> _PROBLEM_:
Copy the case study below from "Visual Direction" to "trust and safety.", substituting "gentle typography" for "soft typography".

> _PASSAGE GIVEN_:
Her experience shows mothers often feel ignored, isolated, and unsupported, highlighting the need for accessible, empathetic, and evidence-based tools.

Ideating

Design Principles

  • Emotional safety: Reduce shame and uncertainty during postpartum recovery

  • Low cognitive load: Short sessions, gentle interactions

  • Validation first: Normalize feelings before offering guidance

Key Experience Decisions

  • Mood tracking to help mothers identify emotional patterns without judgment

  • Science-backed education to explain postpartum mental health in simple language

  • Community support to reduce isolation and create shared understanding

Visual Direction

  • Calm color palette and soft typography to reduce stress

  • Minimal layouts with generous spacing

  • Gentle tone to create a sense of trust and safety.

Lo-Fi

For Look After, we created lo-fi wireframes, basic, simple layouts that focus on where key elements like buttons and text go, without any colors or detailed visuals. These wireframes helped us quickly test the app’s structure and user flow, so we could make improvements early before adding design polish

Mid-Fi

Mid-fi wireframes added more detail to the basic layouts by showing better structure, spacing, and content placement, though still without final colors or images. This helped us get a clearer idea of how the app would look and feel, making it easier to gather feedback on usability and flow before moving on to high-fidelity designs.

In addition to the UX strategy, I also developed a calming, supportive visual system for LookAfter. The style tile, UI components, and high-fidelity screens were designed to reflect the app’s empathetic tone and make users feel safe and understood.

Validate

Prototype

Usability Testing (10 participants):

  • Completion rate: 80% (8/10 users completed tasks).

  • Average time: 2m33s — aligned with goal for a short, focused experience.

  • Engagement: Users who completed the tasks spent 3–5 minutes exploring the app, indicating interest once onboarded.

Next Steps / Iteration:

  • Highlight key features and guidance tools more prominently.

  • Continue testing community engagement features and mood tracking usability..

Conclusion

Look After addresses a critical gap in postpartum mental health support. By providing emotional support, evidence-based resources, and a supportive community, the app empowers mothers to navigate postpartum challenges with confidence, reduces feelings of isolation, and raises awareness of postpartum depression. This project demonstrates the impact of empathetic, user-centered design in supporting mental health during a vulnerable period.

Bounding box annotation entries:

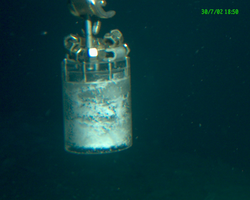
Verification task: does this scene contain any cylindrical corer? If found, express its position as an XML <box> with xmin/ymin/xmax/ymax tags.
<box><xmin>62</xmin><ymin>57</ymin><xmax>132</xmax><ymax>154</ymax></box>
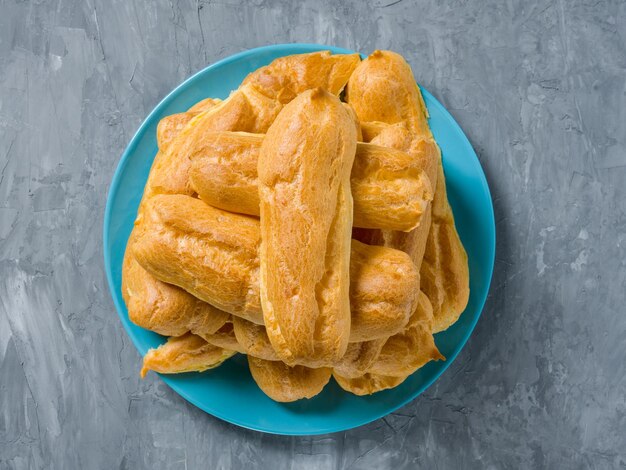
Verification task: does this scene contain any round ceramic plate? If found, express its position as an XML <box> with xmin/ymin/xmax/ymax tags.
<box><xmin>104</xmin><ymin>44</ymin><xmax>495</xmax><ymax>435</ymax></box>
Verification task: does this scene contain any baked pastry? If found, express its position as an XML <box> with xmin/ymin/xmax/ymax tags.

> _SOLUTION TO THE PROBLEM_:
Visual Direction

  • Calm color palette and gentle typography to reduce stress

  • Minimal layouts with generous spacing

  • Gentle tone to create a sense of trust and safety.